- _TASK DESCRIPTION_:
Pull out every line of the items below and reproduce each one verbatim, keeping the original order.

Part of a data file
·····
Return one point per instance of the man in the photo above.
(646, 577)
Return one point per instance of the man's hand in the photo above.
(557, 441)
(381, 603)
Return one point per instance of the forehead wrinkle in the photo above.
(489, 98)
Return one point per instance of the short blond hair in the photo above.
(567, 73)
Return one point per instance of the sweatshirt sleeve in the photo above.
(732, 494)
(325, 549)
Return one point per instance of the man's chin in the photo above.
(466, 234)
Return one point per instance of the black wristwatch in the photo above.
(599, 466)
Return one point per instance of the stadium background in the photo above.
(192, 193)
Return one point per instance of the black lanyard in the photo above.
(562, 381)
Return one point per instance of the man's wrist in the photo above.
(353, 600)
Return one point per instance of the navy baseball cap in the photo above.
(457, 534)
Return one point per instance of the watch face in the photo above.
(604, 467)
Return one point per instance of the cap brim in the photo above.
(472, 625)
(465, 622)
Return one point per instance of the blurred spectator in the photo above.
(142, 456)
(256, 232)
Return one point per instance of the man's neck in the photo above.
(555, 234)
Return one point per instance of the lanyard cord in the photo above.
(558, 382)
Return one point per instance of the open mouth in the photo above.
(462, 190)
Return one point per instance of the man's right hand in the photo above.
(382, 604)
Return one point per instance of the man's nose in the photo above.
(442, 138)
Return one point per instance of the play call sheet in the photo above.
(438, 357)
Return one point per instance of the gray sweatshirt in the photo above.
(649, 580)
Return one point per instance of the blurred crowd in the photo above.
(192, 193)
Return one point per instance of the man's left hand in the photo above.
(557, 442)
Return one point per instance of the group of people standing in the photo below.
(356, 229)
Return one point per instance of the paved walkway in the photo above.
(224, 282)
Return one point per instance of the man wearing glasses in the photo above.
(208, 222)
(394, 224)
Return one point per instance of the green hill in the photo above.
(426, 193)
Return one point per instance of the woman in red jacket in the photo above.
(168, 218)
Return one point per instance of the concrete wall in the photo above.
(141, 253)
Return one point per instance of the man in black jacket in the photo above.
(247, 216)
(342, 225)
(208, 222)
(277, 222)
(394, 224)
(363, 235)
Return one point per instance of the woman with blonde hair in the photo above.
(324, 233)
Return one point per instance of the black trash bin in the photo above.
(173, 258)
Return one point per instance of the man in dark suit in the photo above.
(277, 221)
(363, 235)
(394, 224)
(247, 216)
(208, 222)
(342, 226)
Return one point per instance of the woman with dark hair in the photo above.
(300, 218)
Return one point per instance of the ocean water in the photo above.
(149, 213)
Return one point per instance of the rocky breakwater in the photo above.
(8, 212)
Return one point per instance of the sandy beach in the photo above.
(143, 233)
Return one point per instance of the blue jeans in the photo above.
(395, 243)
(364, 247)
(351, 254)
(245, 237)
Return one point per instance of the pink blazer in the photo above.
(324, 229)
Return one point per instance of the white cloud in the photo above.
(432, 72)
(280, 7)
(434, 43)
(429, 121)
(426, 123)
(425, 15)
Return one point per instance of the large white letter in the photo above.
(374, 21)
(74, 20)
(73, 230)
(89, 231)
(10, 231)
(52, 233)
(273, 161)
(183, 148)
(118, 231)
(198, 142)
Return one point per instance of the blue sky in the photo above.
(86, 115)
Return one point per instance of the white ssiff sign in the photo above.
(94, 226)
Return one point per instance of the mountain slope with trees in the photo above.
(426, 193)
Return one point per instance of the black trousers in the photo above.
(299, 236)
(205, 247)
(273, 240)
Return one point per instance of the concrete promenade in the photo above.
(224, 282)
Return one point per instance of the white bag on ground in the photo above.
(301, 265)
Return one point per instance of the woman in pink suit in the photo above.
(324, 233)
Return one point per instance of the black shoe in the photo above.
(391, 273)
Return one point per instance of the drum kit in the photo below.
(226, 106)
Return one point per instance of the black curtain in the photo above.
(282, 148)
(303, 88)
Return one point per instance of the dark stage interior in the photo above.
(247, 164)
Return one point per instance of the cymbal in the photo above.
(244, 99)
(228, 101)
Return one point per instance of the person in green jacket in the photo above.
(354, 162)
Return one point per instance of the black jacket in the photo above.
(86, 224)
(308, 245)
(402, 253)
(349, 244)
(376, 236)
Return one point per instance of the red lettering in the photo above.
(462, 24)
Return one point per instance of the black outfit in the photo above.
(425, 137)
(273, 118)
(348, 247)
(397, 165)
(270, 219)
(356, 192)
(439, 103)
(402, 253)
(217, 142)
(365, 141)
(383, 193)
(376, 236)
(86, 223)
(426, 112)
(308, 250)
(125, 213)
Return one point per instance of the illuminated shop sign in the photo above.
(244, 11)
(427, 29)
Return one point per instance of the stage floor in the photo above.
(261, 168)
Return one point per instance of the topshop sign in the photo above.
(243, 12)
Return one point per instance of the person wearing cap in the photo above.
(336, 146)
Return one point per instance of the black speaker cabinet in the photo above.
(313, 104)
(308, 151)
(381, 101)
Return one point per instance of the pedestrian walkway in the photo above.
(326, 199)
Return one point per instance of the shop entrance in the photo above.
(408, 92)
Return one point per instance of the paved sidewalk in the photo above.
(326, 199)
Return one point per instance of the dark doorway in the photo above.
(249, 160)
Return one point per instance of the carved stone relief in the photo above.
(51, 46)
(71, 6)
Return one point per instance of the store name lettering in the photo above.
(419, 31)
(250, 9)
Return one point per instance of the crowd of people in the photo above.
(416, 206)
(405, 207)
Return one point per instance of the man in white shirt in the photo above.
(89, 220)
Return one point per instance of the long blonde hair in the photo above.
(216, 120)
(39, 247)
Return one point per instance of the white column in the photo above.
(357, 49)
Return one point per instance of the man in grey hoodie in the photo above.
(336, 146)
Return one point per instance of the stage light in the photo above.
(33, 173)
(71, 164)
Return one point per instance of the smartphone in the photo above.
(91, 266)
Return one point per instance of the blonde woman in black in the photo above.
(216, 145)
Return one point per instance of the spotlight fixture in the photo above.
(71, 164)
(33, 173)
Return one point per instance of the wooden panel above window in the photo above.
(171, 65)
·····
- _THE OUTPUT_:
Return one point per instance of the man in the photo above.
(646, 577)
Return one point per instance of the man's hand in the photo above.
(557, 441)
(381, 603)
Return one point per instance of the forehead wrinkle in the photo above.
(489, 98)
Return one point per instance of the short blond hair in the photo above.
(567, 73)
Return one point per instance of the sweatshirt sleeve in the photo above.
(732, 494)
(325, 549)
Return one point per instance of the man's chin in the photo above.
(466, 234)
Return one point per instance of the black wristwatch in the photo above.
(599, 466)
Return one point per instance of the stadium background in the photo above.
(192, 193)
Return one point per instance of the black lanyard in the photo above.
(562, 381)
Return one point per instance of the man's wrist in the photo above.
(353, 600)
Return one point per instance of the navy baseball cap in the photo above.
(457, 534)
Return one point per instance of the watch face in the photo above.
(604, 467)
Return one point per instance of the cap brim in the photo above.
(472, 625)
(465, 622)
Return one point per instance of the blurred spectator in the photo above.
(142, 456)
(256, 232)
Return one point per instance of the man's neck in the photo above.
(555, 234)
Return one point per instance of the lanyard cord in the photo above.
(558, 382)
Return one point per instance of the open mouth in the photo above.
(462, 190)
Return one point per instance of the man's right hand in the photo above.
(382, 604)
Return one point per instance of the man's nose in the photo above.
(442, 138)
Return one point per instance of the play call sheet in the photo above.
(438, 357)
Return one point per instance of the gray sweatshirt in the photo above.
(649, 580)
Return one point per instance of the blurred crowd in the photo above.
(192, 193)
Return one point per instance of the man's left hand in the photo above.
(557, 442)
Return one point per instance of the group of people standing in the photo below.
(356, 229)
Return one point per instance of the paved walkway in the photo above.
(224, 282)
Return one point per instance of the man wearing glasses in the photo above.
(208, 222)
(394, 224)
Return one point per instance of the green hill in the photo above.
(426, 193)
Return one point per instance of the woman in red jacket in the photo above.
(168, 218)
Return one point per instance of the concrete wall in the photo above.
(141, 253)
Return one point per instance of the man in black jacket in the photo above.
(247, 216)
(342, 225)
(208, 222)
(277, 222)
(394, 224)
(363, 235)
Return one point per instance of the woman with blonde hair in the photo above.
(324, 233)
Return one point per instance of the black trash bin in the photo above.
(173, 258)
Return one point per instance of the man in dark suit in the photo above.
(277, 221)
(363, 235)
(394, 224)
(247, 216)
(208, 222)
(342, 226)
Return one point per instance of the woman with dark hair in the photo above.
(300, 218)
Return one point per instance of the ocean water in the photo above.
(149, 213)
Return one point per instance of the rocky breakwater in the photo above.
(8, 212)
Return one point per instance of the sandy beach in the photo above.
(143, 233)
Return one point per instance of the blue jeans in the photo above.
(395, 243)
(364, 247)
(351, 254)
(245, 237)
Return one point per instance of the pink blazer in the photo above.
(324, 229)
Return one point per instance of the white cloud in the photo above.
(432, 72)
(280, 7)
(434, 43)
(429, 121)
(426, 123)
(425, 15)
Return one point per instance of the large white letter in the photo above.
(374, 21)
(74, 20)
(73, 230)
(89, 231)
(10, 231)
(52, 233)
(273, 161)
(183, 148)
(118, 231)
(198, 142)
Return one point per instance of the blue sky in the photo above.
(86, 115)
Return one point per instance of the white ssiff sign in the photo above.
(94, 226)
Return one point per instance of the mountain slope with trees in the photo above.
(426, 193)
Return one point per instance of the black trousers in the photo above.
(299, 236)
(205, 247)
(273, 240)
Return one point per instance of the concrete promenade in the photo above.
(224, 282)
Return one point per instance of the white bag on ground in the photo above.
(301, 265)
Return one point per instance of the woman in pink suit in the photo above.
(324, 233)
Return one point per instance of the black shoe in the photo above.
(391, 273)
Return one point per instance of the drum kit in the photo below.
(226, 106)
Return one point per instance of the black curtain in the photo above.
(282, 148)
(303, 88)
Return one point per instance of the dark stage interior in the photo above.
(247, 164)
Return one point per instance of the cymbal in the photo above.
(244, 99)
(228, 101)
Return one point per instance of the person in green jacket in the photo above.
(354, 162)
Return one point per instance of the black jacket in the photo above.
(86, 224)
(308, 245)
(402, 253)
(349, 244)
(376, 236)
Return one point per instance of the red lettering in the photo above.
(462, 24)
Return one point per instance of the black outfit in the photo above.
(425, 137)
(273, 118)
(348, 247)
(397, 165)
(270, 219)
(356, 192)
(439, 103)
(402, 253)
(217, 142)
(365, 141)
(383, 193)
(376, 236)
(86, 223)
(426, 112)
(308, 250)
(125, 213)
Return one point per instance of the illuminated shop sign in the photo above.
(244, 11)
(427, 29)
Return one point per instance of the stage floor in the photo above.
(261, 168)
Return one point per instance of the topshop sign in the photo above.
(243, 12)
Return one point per instance of the person wearing cap in the photo above.
(336, 146)
Return one point per instance of the black speaker cabinet in the photo above.
(313, 104)
(308, 151)
(381, 101)
Return one point per instance of the pedestrian walkway in the photo above.
(326, 199)
Return one point per instance of the shop entrance in the photo above.
(408, 92)
Return one point per instance of the paved sidewalk in the photo above.
(326, 199)
Return one point per instance of the dark doorway in the photo above.
(249, 160)
Return one point per instance of the carved stone relief in the photo above.
(51, 46)
(71, 6)
Return one point per instance of the store name lettering in the photo above.
(419, 31)
(250, 9)
Return one point per instance of the crowd of people in the photo above.
(416, 206)
(405, 207)
Return one point per instance of the man in white shirt in the photo above.
(89, 220)
Return one point per instance of the long blonde hair in the photo above.
(216, 120)
(39, 247)
Return one point per instance of the white column in the photo above.
(357, 49)
Return one point per instance of the man in grey hoodie in the photo above.
(336, 146)
Return one point per instance of the stage light in the photo above.
(33, 173)
(71, 164)
Return one point per instance of the smartphone in the photo above.
(91, 266)
Return one point per instance of the blonde woman in black in the photo above.
(216, 145)
Return one point per instance of the spotlight fixture in the photo above.
(71, 164)
(33, 173)
Return one point per instance of the wooden panel above window in the photo above.
(171, 65)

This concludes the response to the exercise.